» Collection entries
◇ ◇ ◇ ◇

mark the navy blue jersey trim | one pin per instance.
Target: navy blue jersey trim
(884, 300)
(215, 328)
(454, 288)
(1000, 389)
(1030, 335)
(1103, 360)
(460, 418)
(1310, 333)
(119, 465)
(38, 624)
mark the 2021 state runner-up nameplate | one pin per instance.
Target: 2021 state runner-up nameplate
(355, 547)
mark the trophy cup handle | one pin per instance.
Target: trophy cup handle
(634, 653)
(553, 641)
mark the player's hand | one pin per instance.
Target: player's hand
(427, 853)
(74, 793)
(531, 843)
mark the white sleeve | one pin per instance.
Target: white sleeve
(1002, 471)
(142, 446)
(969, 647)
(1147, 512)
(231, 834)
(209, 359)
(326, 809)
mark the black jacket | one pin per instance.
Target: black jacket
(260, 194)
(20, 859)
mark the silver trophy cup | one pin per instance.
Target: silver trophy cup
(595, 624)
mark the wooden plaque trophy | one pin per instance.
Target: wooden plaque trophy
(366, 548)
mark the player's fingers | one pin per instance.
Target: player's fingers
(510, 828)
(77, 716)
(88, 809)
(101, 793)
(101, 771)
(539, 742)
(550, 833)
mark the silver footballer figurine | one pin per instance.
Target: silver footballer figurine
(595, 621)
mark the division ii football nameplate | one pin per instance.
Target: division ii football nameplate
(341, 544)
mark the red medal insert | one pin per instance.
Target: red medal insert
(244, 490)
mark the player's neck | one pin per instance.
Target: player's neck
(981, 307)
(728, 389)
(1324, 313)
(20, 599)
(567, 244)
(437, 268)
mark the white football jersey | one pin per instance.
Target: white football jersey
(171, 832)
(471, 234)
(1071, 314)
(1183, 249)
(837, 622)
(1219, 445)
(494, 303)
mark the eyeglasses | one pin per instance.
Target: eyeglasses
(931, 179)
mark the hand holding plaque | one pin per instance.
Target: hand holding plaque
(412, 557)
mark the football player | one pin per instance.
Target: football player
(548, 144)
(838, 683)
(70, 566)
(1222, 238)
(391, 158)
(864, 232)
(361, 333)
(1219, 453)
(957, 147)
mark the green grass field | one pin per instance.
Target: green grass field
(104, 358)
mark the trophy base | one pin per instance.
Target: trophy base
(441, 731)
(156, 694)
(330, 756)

◇ ◇ ◇ ◇

Could you copy every line from the one containing "mark the hand" down through the end of the material, both ends included and every request line kept, with 111 added to each number in the answer coordinates?

mark the hand holding plaque | one pin per instance.
Target: hand holding plaque
(523, 668)
mark the football player | one pin per instance.
Target: football player
(659, 255)
(949, 794)
(181, 677)
(1333, 349)
(502, 269)
(975, 343)
(472, 444)
(1330, 564)
(1068, 258)
mark the green grass field | one pin per instance.
Target: green grass field
(215, 469)
mark the trophy base | one pin per instance.
Target: trophy base
(552, 842)
(267, 805)
(441, 867)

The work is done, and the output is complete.